**Work to do**
Only those lines running from the line that contains "Every instance of the fur-trimmed" through the end of the material are to be written out, each exactly as shown.
--- BEGIN Extracted records ---
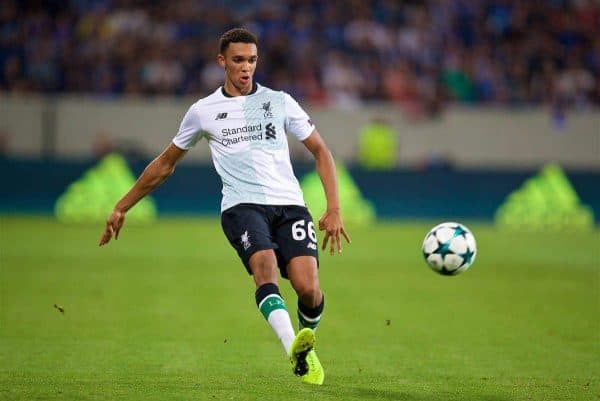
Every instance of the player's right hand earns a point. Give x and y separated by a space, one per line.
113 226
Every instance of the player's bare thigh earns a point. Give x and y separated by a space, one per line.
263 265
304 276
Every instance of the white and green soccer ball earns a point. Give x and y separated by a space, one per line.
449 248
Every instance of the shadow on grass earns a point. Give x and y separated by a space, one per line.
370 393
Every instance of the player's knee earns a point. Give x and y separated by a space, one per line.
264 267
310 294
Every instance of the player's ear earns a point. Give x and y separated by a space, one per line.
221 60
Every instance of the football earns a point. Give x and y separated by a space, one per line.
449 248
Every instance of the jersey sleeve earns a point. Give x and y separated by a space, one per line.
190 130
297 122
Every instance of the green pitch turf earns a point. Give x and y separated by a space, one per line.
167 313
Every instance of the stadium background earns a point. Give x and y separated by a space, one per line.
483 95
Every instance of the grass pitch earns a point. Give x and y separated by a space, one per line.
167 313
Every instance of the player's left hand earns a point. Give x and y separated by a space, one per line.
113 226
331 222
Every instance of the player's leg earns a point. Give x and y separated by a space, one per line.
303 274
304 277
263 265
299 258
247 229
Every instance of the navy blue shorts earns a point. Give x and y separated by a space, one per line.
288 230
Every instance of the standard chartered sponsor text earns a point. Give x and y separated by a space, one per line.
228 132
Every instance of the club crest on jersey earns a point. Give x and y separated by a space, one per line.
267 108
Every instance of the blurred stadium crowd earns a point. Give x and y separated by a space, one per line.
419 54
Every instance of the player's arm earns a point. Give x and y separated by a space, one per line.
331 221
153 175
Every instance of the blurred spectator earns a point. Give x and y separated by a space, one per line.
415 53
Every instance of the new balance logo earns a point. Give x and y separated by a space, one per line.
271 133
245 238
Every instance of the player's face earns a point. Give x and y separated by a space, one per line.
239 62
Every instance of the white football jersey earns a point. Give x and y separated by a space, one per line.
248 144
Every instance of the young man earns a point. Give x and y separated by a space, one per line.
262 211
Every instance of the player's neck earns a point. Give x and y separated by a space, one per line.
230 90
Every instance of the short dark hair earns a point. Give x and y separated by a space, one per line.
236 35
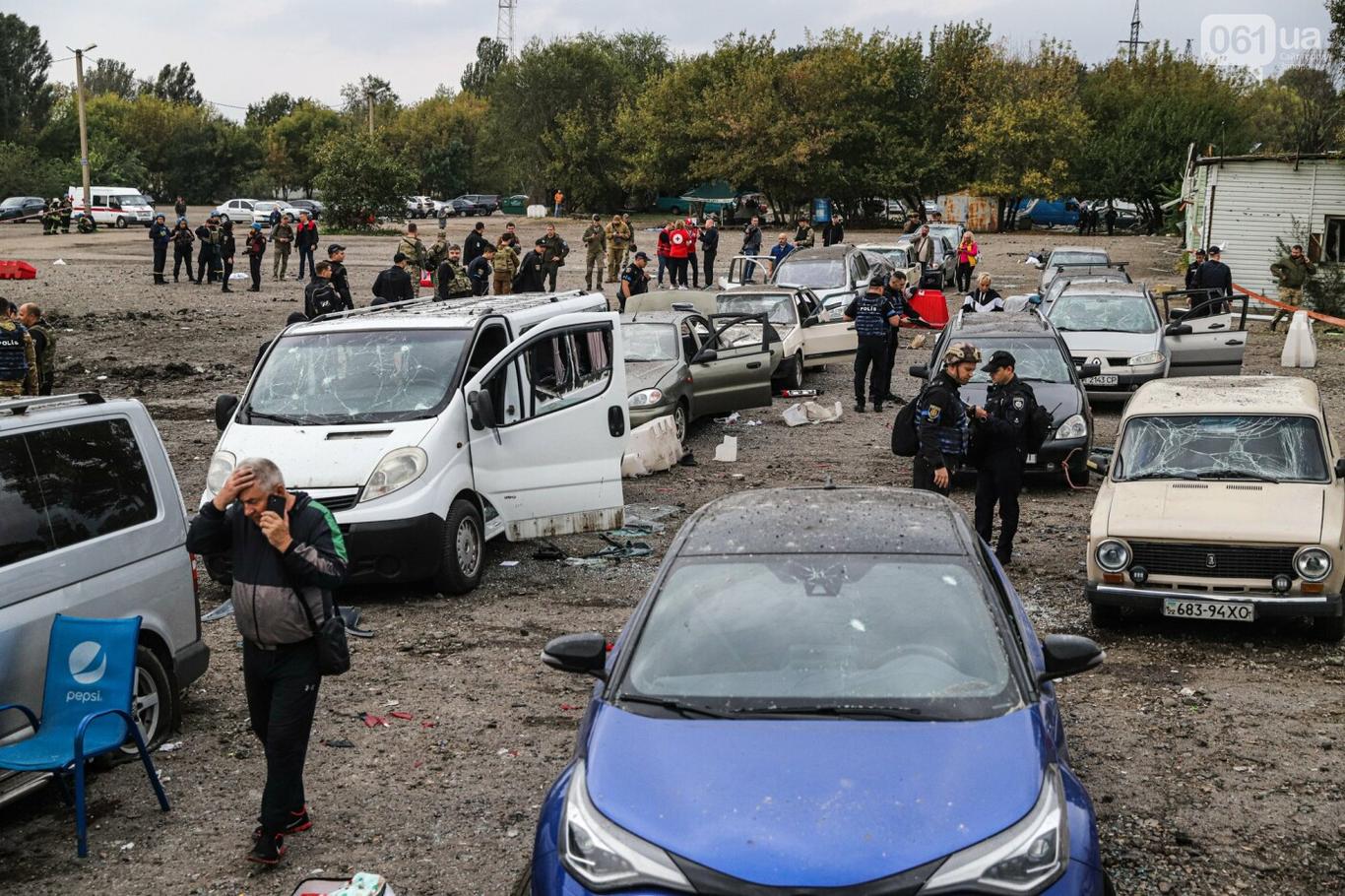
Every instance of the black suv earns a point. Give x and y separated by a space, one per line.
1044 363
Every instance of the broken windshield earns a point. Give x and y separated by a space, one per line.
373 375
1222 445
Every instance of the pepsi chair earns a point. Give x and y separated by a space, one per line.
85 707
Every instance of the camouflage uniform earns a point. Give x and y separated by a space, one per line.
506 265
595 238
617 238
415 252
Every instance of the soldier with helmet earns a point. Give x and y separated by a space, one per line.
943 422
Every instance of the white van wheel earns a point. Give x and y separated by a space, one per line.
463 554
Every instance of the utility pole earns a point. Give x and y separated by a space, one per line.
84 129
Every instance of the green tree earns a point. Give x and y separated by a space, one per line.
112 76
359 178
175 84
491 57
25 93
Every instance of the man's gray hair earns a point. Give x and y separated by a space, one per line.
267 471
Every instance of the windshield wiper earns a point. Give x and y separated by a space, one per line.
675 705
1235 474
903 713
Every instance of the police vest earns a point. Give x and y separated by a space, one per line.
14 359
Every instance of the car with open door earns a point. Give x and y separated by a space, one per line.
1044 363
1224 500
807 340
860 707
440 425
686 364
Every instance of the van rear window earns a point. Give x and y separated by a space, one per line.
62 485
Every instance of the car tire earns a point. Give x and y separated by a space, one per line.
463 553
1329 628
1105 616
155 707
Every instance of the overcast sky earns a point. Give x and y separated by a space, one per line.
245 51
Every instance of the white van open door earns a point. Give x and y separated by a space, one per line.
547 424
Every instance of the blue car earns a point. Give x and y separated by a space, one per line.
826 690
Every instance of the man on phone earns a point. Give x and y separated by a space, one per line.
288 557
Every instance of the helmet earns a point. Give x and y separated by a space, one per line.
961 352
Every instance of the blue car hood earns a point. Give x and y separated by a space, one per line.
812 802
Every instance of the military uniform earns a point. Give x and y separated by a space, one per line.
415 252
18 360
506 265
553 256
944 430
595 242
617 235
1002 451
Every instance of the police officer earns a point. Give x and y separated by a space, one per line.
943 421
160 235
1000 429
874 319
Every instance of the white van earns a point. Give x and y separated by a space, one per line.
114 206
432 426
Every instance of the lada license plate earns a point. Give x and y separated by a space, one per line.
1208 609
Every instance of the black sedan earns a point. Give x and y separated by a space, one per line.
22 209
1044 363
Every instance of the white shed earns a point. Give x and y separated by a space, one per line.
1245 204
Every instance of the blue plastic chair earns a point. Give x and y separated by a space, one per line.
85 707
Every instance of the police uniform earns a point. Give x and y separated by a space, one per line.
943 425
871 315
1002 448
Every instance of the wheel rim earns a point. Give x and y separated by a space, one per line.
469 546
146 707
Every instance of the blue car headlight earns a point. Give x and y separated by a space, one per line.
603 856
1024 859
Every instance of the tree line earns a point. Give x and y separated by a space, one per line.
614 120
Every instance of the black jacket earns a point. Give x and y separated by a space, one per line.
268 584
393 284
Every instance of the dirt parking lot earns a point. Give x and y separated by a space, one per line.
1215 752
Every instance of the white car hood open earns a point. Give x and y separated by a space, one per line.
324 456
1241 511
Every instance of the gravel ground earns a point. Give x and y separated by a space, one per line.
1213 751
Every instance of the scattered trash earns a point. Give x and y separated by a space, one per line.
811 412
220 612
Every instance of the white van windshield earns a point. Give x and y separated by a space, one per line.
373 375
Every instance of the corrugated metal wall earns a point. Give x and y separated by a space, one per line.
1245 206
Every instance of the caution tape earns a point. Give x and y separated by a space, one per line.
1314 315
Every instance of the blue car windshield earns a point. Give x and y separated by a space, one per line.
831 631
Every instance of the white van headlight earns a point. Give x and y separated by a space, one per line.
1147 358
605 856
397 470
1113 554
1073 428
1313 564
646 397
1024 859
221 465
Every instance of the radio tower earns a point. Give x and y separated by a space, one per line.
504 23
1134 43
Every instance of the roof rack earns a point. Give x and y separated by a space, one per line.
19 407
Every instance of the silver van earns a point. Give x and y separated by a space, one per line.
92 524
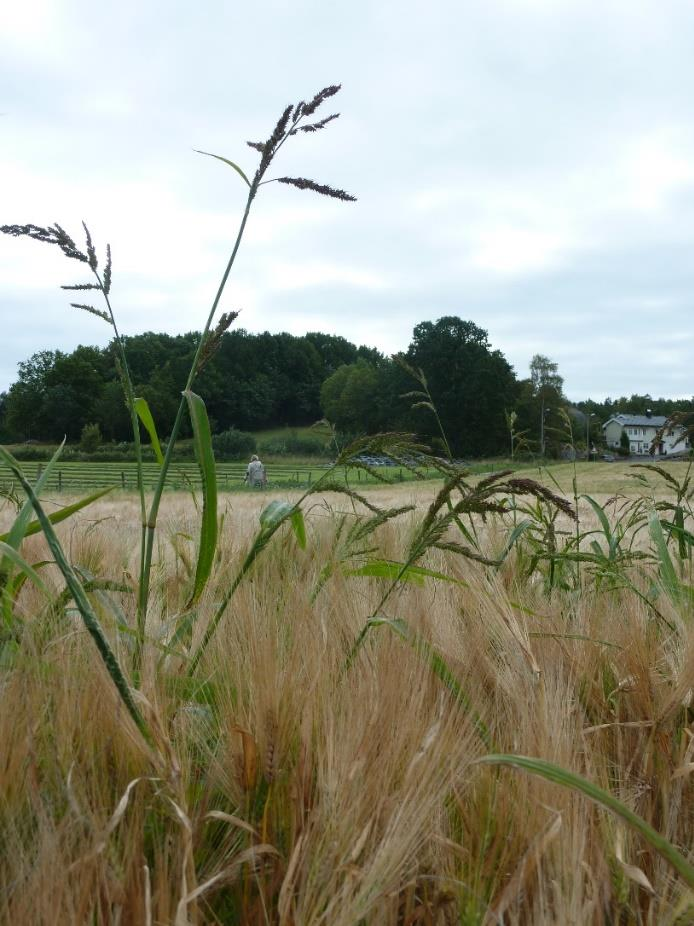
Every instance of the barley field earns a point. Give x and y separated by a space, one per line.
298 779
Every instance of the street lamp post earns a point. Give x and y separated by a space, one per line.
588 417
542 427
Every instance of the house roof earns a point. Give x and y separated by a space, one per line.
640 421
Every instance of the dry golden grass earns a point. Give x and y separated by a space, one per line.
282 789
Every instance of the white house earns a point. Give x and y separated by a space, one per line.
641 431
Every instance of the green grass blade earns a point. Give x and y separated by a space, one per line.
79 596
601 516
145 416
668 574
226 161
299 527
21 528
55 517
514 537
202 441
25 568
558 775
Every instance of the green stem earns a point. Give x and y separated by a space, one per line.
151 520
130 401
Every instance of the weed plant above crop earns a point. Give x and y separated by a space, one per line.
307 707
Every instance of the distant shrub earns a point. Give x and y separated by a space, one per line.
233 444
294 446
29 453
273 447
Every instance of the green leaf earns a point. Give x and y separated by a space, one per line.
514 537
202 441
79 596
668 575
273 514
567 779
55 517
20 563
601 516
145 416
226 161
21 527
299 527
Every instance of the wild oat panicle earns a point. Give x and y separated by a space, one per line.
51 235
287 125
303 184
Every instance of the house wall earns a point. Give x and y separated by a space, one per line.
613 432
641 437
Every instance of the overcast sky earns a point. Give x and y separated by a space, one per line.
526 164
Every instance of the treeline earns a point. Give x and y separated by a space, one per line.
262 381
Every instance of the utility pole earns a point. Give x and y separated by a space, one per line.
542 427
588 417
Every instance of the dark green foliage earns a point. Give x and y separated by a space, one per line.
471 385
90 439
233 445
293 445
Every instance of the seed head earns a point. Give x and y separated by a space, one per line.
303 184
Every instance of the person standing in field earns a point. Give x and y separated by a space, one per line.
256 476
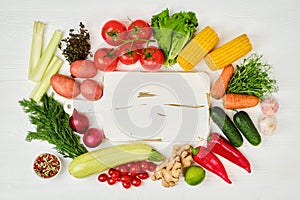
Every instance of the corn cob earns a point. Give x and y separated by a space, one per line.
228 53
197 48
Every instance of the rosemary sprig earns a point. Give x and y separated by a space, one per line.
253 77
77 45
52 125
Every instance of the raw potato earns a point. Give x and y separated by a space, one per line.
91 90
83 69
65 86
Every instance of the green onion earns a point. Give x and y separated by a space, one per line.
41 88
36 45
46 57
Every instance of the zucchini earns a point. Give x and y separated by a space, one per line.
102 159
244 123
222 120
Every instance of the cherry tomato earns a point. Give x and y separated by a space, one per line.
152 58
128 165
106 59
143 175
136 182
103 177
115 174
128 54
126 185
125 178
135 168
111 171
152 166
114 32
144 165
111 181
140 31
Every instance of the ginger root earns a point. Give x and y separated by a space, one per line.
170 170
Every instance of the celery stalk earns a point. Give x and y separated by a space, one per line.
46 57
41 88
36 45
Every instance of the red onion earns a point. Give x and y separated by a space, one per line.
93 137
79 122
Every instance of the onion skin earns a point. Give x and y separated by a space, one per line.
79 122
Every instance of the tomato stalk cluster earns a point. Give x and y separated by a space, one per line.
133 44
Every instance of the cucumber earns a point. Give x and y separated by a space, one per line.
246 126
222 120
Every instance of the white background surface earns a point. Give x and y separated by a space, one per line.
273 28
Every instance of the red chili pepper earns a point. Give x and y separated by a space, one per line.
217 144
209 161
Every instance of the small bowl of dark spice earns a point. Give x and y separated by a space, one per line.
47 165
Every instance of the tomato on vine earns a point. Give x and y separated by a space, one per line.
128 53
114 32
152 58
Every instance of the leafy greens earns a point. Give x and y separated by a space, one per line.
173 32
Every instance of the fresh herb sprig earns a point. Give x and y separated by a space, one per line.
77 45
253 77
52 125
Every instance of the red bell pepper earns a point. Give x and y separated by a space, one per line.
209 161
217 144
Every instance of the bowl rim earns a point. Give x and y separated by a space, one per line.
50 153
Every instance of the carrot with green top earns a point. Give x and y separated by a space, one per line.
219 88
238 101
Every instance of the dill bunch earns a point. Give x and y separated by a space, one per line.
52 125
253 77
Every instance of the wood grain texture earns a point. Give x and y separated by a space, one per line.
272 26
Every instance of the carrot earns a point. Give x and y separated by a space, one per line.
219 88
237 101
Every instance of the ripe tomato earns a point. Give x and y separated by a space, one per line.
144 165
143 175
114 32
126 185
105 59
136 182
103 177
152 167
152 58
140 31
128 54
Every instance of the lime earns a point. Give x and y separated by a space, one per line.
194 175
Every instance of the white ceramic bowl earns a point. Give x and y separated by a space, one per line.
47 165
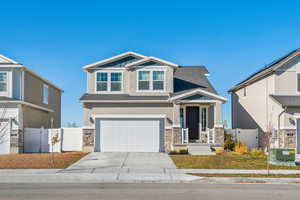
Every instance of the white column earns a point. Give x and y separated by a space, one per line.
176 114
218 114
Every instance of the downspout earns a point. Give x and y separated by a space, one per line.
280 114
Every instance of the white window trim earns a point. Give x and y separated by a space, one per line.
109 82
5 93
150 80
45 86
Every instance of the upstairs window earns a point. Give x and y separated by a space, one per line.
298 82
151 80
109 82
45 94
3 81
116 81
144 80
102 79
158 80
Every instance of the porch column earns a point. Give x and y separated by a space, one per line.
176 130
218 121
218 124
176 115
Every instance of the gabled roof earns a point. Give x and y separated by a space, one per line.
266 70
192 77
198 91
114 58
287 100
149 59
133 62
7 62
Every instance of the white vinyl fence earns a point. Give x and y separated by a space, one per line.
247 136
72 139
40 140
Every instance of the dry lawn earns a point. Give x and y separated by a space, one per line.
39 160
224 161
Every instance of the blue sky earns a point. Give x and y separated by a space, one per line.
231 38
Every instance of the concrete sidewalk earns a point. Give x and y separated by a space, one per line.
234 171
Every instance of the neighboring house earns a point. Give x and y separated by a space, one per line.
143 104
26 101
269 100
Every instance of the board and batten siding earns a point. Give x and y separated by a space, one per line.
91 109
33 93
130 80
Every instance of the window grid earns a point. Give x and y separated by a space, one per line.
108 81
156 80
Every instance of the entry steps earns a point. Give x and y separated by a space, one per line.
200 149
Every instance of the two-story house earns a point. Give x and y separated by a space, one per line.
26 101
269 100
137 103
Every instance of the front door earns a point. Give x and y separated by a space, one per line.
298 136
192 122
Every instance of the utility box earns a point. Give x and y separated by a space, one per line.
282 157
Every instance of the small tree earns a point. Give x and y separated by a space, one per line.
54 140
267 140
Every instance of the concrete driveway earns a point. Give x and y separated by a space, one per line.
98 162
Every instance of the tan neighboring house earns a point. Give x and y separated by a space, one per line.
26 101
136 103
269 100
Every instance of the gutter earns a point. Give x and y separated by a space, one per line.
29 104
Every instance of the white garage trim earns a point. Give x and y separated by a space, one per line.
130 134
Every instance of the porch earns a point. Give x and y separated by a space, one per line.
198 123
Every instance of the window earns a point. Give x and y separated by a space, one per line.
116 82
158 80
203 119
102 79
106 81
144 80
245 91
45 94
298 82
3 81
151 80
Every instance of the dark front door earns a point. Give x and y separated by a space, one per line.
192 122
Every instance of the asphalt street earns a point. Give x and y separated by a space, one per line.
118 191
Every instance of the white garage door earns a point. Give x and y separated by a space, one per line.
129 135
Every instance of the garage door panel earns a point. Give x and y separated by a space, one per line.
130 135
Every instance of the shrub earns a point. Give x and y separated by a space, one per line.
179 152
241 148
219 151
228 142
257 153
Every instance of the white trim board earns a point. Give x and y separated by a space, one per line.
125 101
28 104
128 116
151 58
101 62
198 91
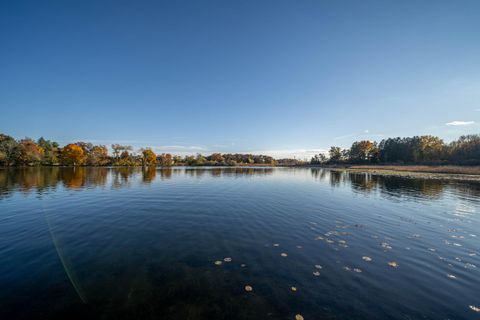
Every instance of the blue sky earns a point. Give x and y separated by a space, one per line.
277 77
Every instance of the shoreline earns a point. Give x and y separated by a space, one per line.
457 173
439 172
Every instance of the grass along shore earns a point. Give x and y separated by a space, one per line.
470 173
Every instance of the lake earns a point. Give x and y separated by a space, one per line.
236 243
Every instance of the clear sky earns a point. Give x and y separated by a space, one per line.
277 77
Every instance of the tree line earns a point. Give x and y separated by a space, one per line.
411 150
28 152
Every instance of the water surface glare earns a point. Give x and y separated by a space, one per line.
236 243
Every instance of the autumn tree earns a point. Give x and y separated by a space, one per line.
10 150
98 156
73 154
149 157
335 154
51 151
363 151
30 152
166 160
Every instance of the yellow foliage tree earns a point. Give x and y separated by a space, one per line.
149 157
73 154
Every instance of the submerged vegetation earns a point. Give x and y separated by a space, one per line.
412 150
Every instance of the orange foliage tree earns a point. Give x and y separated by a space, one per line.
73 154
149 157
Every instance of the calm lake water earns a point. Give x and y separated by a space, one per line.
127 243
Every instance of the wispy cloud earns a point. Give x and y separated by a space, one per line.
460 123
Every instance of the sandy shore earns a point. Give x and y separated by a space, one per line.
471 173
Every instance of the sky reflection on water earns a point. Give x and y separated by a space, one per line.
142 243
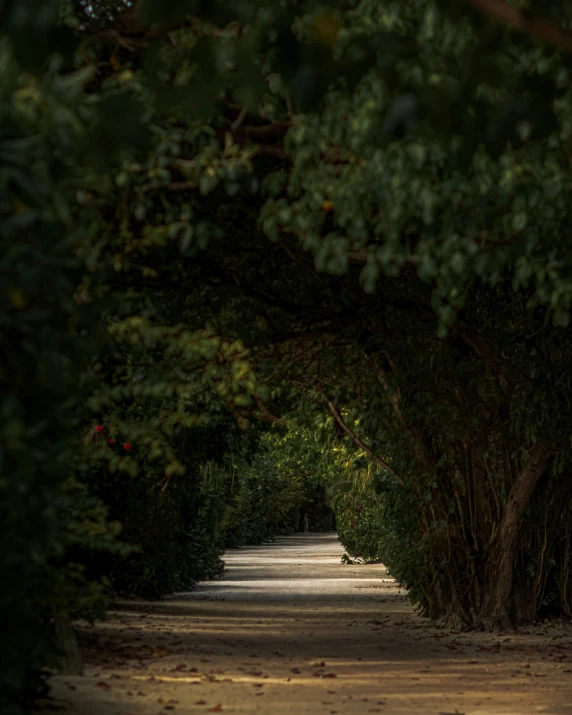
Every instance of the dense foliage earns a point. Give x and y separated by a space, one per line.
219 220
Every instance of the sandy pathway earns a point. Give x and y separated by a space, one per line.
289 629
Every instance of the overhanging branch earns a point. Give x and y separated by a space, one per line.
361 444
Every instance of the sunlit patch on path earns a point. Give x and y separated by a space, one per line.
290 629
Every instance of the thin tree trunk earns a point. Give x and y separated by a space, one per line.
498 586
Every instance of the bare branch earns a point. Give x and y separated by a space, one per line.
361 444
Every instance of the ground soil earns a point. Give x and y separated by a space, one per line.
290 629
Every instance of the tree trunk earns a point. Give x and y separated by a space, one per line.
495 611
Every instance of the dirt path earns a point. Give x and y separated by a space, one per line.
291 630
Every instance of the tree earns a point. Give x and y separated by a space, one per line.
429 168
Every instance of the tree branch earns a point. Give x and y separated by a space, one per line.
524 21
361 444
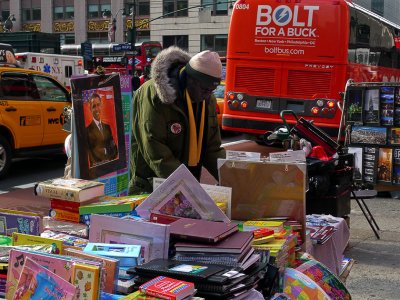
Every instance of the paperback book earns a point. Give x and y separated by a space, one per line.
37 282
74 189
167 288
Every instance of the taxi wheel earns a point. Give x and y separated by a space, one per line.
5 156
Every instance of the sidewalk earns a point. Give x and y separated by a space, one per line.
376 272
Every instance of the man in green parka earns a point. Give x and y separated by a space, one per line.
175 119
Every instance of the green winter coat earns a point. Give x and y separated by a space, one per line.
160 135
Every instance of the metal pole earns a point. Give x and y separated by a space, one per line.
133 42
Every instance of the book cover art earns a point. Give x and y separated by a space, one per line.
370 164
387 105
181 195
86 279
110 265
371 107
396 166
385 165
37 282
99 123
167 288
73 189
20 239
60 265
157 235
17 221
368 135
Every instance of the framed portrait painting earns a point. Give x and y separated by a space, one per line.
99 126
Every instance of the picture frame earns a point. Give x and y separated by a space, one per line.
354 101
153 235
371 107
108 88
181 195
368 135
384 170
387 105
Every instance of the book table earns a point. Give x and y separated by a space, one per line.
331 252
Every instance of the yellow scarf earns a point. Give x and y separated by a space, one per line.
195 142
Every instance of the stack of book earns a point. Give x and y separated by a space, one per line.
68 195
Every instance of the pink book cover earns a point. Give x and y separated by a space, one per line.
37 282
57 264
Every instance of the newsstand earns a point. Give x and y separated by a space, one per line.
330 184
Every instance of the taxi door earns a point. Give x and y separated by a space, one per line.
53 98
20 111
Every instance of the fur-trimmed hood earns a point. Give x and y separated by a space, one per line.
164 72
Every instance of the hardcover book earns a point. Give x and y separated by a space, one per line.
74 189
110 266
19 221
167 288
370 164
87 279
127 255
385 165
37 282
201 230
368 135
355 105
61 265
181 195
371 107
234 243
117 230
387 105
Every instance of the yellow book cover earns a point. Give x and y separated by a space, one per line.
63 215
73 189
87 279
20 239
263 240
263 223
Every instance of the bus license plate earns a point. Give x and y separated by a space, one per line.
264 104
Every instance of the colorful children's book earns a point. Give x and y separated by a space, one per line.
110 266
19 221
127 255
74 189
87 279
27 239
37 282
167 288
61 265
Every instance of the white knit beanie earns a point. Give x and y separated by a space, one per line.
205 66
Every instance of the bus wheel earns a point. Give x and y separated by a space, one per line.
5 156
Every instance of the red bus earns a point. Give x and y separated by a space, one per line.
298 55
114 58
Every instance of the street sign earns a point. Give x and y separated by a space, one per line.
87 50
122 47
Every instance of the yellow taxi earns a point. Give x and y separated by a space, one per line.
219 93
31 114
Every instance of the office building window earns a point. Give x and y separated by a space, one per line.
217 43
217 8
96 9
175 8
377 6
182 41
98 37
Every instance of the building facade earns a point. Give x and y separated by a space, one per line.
--- END Extracted records ---
**Correct answer**
Every instance of the fur-trimmed hood earns a point. Give x and y separated by a space, one per line.
164 72
Every instance of the hardcover book earns a point. Give x and y separated by a space, one per line.
74 189
110 266
19 221
167 288
370 164
87 279
127 255
385 165
37 282
201 230
368 135
355 105
61 265
181 195
371 107
234 243
117 230
387 105
Every instance of the yellow book cover earns a point. Give x and y separated by a space, one per line.
63 215
73 189
87 279
20 239
263 240
263 223
Every instance of the bus license plate earns a point. Give x and y separated by a space, one per line.
264 104
Every instance of the colorful children's book earns a point. Give x and y separated by a space, one per line.
110 266
19 221
127 255
74 189
87 279
27 239
37 282
167 288
61 265
Every instance of the white knit beanie earns a point. Give x and y separated by a space, one per line.
205 66
Every instance of the bus wheel earns a point. Give x and y separated by a space, one per line.
5 156
Every instance of the red bus earns a point. Give x and y separated by a space, one per line.
298 55
114 58
Every instance of the street sign earns a point. Give x and y separated by a space, one per line.
87 50
122 47
Every instance of the yellow taxi earns a point. Give x and y separated by a space, one per line.
219 93
31 114
Every instance of the office building window earns a point. Give x and y separated by a space, one per line.
217 43
217 8
96 9
175 8
377 6
182 41
98 37
Every instance of the building facade earns a point. Give x and y separated by a space, one per line.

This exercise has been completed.